[Exercise instructions]
Lines holding the word "suit" are the ones to copy from the data below.

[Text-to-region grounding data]
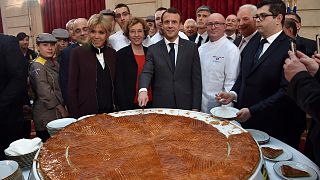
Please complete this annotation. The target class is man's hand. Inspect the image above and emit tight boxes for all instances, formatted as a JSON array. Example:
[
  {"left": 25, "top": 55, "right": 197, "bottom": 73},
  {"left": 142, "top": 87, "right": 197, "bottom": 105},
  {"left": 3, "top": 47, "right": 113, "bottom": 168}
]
[
  {"left": 284, "top": 51, "right": 307, "bottom": 82},
  {"left": 313, "top": 53, "right": 320, "bottom": 64},
  {"left": 236, "top": 108, "right": 251, "bottom": 122},
  {"left": 294, "top": 51, "right": 319, "bottom": 76},
  {"left": 215, "top": 92, "right": 235, "bottom": 105},
  {"left": 138, "top": 91, "right": 148, "bottom": 107},
  {"left": 56, "top": 104, "right": 69, "bottom": 117}
]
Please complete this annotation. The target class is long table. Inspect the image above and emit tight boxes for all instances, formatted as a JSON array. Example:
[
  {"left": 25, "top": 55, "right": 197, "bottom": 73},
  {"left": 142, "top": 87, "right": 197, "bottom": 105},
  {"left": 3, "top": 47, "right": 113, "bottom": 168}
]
[{"left": 265, "top": 137, "right": 319, "bottom": 179}]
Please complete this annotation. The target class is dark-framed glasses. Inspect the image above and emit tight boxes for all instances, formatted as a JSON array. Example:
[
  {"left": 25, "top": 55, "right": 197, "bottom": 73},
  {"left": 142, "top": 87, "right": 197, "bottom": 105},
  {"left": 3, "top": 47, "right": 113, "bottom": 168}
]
[
  {"left": 206, "top": 22, "right": 225, "bottom": 27},
  {"left": 253, "top": 13, "right": 275, "bottom": 21}
]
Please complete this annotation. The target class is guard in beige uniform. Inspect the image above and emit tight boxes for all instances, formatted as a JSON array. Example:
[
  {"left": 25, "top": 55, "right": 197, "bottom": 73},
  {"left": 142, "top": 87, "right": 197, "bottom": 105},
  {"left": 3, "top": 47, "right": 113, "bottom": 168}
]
[{"left": 29, "top": 33, "right": 68, "bottom": 141}]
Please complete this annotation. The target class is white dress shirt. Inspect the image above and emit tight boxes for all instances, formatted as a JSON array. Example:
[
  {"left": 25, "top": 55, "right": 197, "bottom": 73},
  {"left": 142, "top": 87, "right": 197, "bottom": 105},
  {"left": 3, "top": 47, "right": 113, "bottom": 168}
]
[
  {"left": 239, "top": 31, "right": 258, "bottom": 52},
  {"left": 199, "top": 36, "right": 240, "bottom": 113},
  {"left": 225, "top": 33, "right": 237, "bottom": 42},
  {"left": 150, "top": 31, "right": 189, "bottom": 45},
  {"left": 260, "top": 30, "right": 282, "bottom": 58},
  {"left": 108, "top": 30, "right": 130, "bottom": 51},
  {"left": 164, "top": 37, "right": 179, "bottom": 65},
  {"left": 230, "top": 30, "right": 283, "bottom": 101},
  {"left": 139, "top": 36, "right": 180, "bottom": 94},
  {"left": 195, "top": 31, "right": 208, "bottom": 46}
]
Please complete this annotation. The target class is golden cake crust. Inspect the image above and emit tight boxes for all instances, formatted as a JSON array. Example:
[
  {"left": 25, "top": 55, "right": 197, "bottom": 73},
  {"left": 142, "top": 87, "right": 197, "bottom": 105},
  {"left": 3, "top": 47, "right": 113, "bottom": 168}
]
[{"left": 38, "top": 113, "right": 260, "bottom": 180}]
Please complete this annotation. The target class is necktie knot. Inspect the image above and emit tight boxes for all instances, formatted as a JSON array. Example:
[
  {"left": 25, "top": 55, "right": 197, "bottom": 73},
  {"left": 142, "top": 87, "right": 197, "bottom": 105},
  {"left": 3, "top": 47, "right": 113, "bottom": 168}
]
[
  {"left": 260, "top": 39, "right": 268, "bottom": 46},
  {"left": 169, "top": 43, "right": 175, "bottom": 49},
  {"left": 254, "top": 38, "right": 268, "bottom": 63}
]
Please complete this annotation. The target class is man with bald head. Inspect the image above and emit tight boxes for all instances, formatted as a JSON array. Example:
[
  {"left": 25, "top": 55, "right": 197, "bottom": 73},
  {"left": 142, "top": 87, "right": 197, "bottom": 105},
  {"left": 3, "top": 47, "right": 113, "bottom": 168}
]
[
  {"left": 225, "top": 14, "right": 241, "bottom": 45},
  {"left": 183, "top": 18, "right": 197, "bottom": 42},
  {"left": 59, "top": 18, "right": 89, "bottom": 104},
  {"left": 236, "top": 4, "right": 259, "bottom": 52},
  {"left": 199, "top": 13, "right": 240, "bottom": 113}
]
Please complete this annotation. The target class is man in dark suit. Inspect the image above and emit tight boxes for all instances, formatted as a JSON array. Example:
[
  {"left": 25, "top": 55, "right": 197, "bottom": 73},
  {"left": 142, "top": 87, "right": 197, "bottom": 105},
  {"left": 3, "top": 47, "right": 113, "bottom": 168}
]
[
  {"left": 59, "top": 18, "right": 89, "bottom": 104},
  {"left": 236, "top": 4, "right": 258, "bottom": 52},
  {"left": 285, "top": 13, "right": 317, "bottom": 57},
  {"left": 0, "top": 34, "right": 28, "bottom": 160},
  {"left": 195, "top": 5, "right": 212, "bottom": 47},
  {"left": 138, "top": 8, "right": 202, "bottom": 110},
  {"left": 216, "top": 0, "right": 305, "bottom": 148},
  {"left": 183, "top": 18, "right": 197, "bottom": 42},
  {"left": 225, "top": 14, "right": 242, "bottom": 46}
]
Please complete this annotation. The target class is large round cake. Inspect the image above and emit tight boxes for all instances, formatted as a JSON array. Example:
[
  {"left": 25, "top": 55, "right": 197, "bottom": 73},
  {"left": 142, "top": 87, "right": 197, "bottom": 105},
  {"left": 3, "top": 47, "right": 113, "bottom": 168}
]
[{"left": 37, "top": 109, "right": 261, "bottom": 179}]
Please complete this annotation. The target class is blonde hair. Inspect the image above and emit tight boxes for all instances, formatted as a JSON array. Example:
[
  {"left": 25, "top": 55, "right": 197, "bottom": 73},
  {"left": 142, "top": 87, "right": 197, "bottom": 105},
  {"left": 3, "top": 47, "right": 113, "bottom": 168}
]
[{"left": 88, "top": 14, "right": 112, "bottom": 34}]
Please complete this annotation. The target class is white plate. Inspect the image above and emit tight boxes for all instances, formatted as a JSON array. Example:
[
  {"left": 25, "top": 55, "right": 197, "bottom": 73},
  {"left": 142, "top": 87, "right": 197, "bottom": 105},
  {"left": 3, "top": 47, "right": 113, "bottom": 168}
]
[
  {"left": 247, "top": 129, "right": 270, "bottom": 144},
  {"left": 47, "top": 118, "right": 76, "bottom": 129},
  {"left": 77, "top": 114, "right": 95, "bottom": 121},
  {"left": 210, "top": 106, "right": 239, "bottom": 119},
  {"left": 274, "top": 161, "right": 318, "bottom": 180},
  {"left": 260, "top": 144, "right": 292, "bottom": 162},
  {"left": 0, "top": 160, "right": 19, "bottom": 179}
]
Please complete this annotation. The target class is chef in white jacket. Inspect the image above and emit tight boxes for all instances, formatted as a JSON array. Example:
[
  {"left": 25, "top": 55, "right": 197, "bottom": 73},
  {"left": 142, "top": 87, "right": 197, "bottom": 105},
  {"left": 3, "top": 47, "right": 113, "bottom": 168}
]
[{"left": 199, "top": 13, "right": 240, "bottom": 113}]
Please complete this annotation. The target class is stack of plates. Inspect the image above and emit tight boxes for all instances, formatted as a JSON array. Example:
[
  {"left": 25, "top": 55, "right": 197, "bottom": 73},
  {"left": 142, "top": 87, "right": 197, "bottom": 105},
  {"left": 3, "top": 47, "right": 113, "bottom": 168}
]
[
  {"left": 247, "top": 129, "right": 270, "bottom": 144},
  {"left": 0, "top": 160, "right": 22, "bottom": 180},
  {"left": 46, "top": 118, "right": 76, "bottom": 136},
  {"left": 5, "top": 149, "right": 38, "bottom": 169}
]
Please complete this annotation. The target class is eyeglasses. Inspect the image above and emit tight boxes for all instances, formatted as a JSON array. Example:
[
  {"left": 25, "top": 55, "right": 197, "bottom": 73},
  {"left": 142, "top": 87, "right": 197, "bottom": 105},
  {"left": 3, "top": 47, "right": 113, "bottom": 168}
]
[
  {"left": 206, "top": 22, "right": 225, "bottom": 27},
  {"left": 253, "top": 13, "right": 276, "bottom": 21}
]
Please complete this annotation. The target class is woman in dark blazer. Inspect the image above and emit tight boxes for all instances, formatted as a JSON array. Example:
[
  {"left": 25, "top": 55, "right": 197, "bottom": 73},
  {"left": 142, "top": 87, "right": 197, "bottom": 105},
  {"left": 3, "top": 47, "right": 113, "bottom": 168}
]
[
  {"left": 68, "top": 14, "right": 116, "bottom": 118},
  {"left": 115, "top": 17, "right": 152, "bottom": 110}
]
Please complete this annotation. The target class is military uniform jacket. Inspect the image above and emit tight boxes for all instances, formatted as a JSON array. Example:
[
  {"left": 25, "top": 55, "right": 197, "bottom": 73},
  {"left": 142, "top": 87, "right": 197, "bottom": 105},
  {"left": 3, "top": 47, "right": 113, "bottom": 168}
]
[{"left": 29, "top": 56, "right": 64, "bottom": 131}]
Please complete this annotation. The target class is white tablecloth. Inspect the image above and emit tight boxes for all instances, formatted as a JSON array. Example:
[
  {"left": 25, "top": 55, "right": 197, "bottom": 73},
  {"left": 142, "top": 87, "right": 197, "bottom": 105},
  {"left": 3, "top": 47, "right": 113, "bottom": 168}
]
[
  {"left": 265, "top": 137, "right": 320, "bottom": 179},
  {"left": 22, "top": 137, "right": 319, "bottom": 180}
]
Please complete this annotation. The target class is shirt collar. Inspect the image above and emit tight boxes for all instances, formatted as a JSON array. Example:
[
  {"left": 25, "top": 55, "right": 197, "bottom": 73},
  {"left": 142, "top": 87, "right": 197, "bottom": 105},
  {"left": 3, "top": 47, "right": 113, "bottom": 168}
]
[
  {"left": 225, "top": 33, "right": 236, "bottom": 40},
  {"left": 164, "top": 36, "right": 179, "bottom": 46},
  {"left": 243, "top": 31, "right": 258, "bottom": 42},
  {"left": 209, "top": 35, "right": 226, "bottom": 44},
  {"left": 198, "top": 31, "right": 208, "bottom": 39},
  {"left": 262, "top": 30, "right": 282, "bottom": 45}
]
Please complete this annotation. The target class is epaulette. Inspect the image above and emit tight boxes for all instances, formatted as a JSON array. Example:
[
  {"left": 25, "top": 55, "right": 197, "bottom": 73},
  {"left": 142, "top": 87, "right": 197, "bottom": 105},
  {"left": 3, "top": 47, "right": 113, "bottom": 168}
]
[{"left": 34, "top": 56, "right": 47, "bottom": 65}]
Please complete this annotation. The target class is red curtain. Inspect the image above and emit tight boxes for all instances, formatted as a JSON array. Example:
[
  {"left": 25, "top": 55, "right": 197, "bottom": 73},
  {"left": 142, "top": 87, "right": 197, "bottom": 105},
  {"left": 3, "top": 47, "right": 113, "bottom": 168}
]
[
  {"left": 171, "top": 0, "right": 260, "bottom": 22},
  {"left": 40, "top": 0, "right": 105, "bottom": 33},
  {"left": 0, "top": 8, "right": 3, "bottom": 33}
]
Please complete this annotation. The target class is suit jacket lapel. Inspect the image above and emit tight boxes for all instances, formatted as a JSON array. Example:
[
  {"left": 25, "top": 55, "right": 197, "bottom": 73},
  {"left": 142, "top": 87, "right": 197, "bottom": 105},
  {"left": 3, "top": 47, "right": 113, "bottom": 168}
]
[
  {"left": 175, "top": 37, "right": 185, "bottom": 73},
  {"left": 159, "top": 39, "right": 174, "bottom": 72},
  {"left": 249, "top": 32, "right": 285, "bottom": 74}
]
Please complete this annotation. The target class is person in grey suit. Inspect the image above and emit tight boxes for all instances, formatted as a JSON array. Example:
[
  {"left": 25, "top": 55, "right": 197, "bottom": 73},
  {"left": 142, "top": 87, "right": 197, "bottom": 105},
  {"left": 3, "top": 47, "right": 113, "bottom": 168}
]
[{"left": 138, "top": 8, "right": 202, "bottom": 110}]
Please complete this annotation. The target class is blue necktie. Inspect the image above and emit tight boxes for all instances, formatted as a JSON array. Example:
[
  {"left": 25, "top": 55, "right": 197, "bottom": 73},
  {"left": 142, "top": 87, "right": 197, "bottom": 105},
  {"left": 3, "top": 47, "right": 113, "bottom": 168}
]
[
  {"left": 169, "top": 43, "right": 175, "bottom": 70},
  {"left": 254, "top": 39, "right": 268, "bottom": 63}
]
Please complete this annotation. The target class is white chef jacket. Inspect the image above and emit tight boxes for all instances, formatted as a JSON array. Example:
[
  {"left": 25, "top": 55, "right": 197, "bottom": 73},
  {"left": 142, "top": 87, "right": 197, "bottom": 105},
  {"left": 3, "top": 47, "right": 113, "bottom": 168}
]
[{"left": 199, "top": 36, "right": 240, "bottom": 114}]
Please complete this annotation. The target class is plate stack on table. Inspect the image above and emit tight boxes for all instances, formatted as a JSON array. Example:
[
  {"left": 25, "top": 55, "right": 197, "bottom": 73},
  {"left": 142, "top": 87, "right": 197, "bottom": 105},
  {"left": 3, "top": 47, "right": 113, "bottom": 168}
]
[
  {"left": 32, "top": 108, "right": 265, "bottom": 180},
  {"left": 46, "top": 118, "right": 76, "bottom": 136},
  {"left": 4, "top": 138, "right": 42, "bottom": 169},
  {"left": 0, "top": 160, "right": 23, "bottom": 180},
  {"left": 248, "top": 129, "right": 319, "bottom": 180}
]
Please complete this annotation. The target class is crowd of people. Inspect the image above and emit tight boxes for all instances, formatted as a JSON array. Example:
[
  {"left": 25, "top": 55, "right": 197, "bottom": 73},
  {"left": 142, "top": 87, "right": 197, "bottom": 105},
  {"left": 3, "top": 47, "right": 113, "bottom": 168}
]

[The answer]
Please complete this annotation. The target class is man in dark suit. Inspect the image above and emit tight boxes for all instances, formatted as a JSON array. Example:
Please complete this annotation. The target class is suit jacket lapel. Inspect the image above and emit tight boxes for all instances, formatted as a JSON array. Example:
Please complete this annotation. The target class is person in grey suit. Inspect the image above and emit tight boxes for all instances, formatted as a JSON array. Example:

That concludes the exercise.